### STUDY TEXT
* * * *
Monday, 8.08pm
Sheffield, U.K.
Being responsible sometimes means pissing people off. – General Colin Powell
I think when a lot of us say we want more responsibility when what we really mean is we want to be paid more for doing the same job – or better still, less of it.
Okay, that’s a little cynical perhaps.
Or is it?
The one thing every one of us have experienced is something going wrong – and how we react in such situations is something I started thinking about recently.
Our approach starts right from childhood.
We don’t want to do the wrong thing, to get in trouble but it must often seem to children that they can barely move through the day without doing one wrong thing after another.
Running, jumping, screaming, throwing, shouting, wrestling – everything remotely fun seems to make a grown-up appear and tell you off.
We must grow up with a healthy sense of not wanting to be in trouble.
Unless, of course, we give up trying and just accept that’s what’s going to happen – or we think through the worst case and decide we can live with that.
If you stop for a minute and think you’ll see that there are lots of directions you could go in when something goes wrong.
As the picture shows, it ranges from putting the blame on someone else to running away.
But there are a few times when we should stop and think before we act.
* * * *
### DATA SHOWN
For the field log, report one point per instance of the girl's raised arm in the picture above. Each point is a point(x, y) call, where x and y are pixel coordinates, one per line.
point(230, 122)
* * * *
### PROBLEM DETAILS
Restate the passage of the text on responsibility that begins with "We don’t want" and ends with "live with that.", swapping "trouble" for "hot water".

### ANSWER AREA
We don’t want to do the wrong thing, to get in hot water but it must often seem to children that they can barely move through the day without doing one wrong thing after another.
Running, jumping, screaming, throwing, shouting, wrestling – everything remotely fun seems to make a grown-up appear and tell you off.
We must grow up with a healthy sense of not wanting to be in hot water.
Unless, of course, we give up trying and just accept that’s what’s going to happen – or we think through the worst case and decide we can live with that.